Goal of the exercise: Print verbatim the lines from the one containing "Identify every trunk" through the one containing "Identify every white", including both, and output nothing else.

Material for this task:

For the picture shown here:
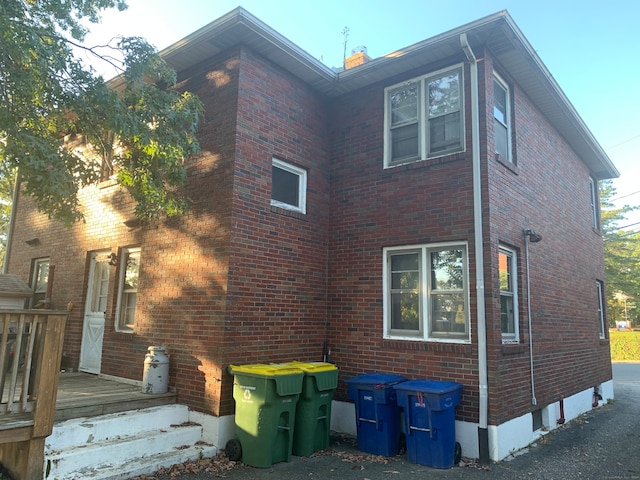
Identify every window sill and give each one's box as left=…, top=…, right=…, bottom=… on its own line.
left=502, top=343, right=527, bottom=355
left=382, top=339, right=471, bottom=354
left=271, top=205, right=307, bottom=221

---

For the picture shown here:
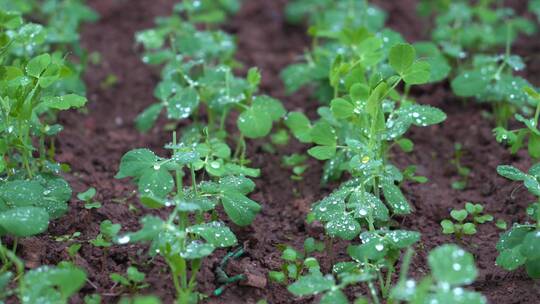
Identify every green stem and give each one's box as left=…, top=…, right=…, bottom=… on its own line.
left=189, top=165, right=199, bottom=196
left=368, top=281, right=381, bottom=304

* * *

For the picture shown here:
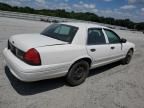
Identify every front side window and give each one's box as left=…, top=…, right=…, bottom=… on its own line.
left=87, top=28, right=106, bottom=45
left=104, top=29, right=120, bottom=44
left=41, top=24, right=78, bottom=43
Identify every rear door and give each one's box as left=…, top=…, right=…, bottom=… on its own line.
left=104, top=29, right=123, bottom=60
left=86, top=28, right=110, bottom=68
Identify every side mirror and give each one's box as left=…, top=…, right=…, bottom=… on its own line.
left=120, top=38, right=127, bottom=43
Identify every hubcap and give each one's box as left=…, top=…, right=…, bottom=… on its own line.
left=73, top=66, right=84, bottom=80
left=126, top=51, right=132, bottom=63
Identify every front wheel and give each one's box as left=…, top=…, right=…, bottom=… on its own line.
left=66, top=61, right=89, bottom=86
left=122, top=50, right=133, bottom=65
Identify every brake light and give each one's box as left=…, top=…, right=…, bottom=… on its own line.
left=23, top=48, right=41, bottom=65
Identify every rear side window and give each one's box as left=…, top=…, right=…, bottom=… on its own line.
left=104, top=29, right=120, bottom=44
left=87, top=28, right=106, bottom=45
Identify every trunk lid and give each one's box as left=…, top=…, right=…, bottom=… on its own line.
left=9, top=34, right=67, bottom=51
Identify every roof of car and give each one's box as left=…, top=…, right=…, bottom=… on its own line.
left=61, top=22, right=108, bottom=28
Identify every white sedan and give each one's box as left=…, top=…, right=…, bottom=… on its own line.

Task answer:
Identify every trunk lid and give each one's box as left=…, top=…, right=…, bottom=… on its own line.
left=9, top=34, right=67, bottom=51
Identify every roof of car and give each one's box as left=…, top=…, right=…, bottom=… on its own line.
left=61, top=22, right=108, bottom=28
Identify every white sedan and give each one's box as left=…, top=…, right=…, bottom=… on its own line.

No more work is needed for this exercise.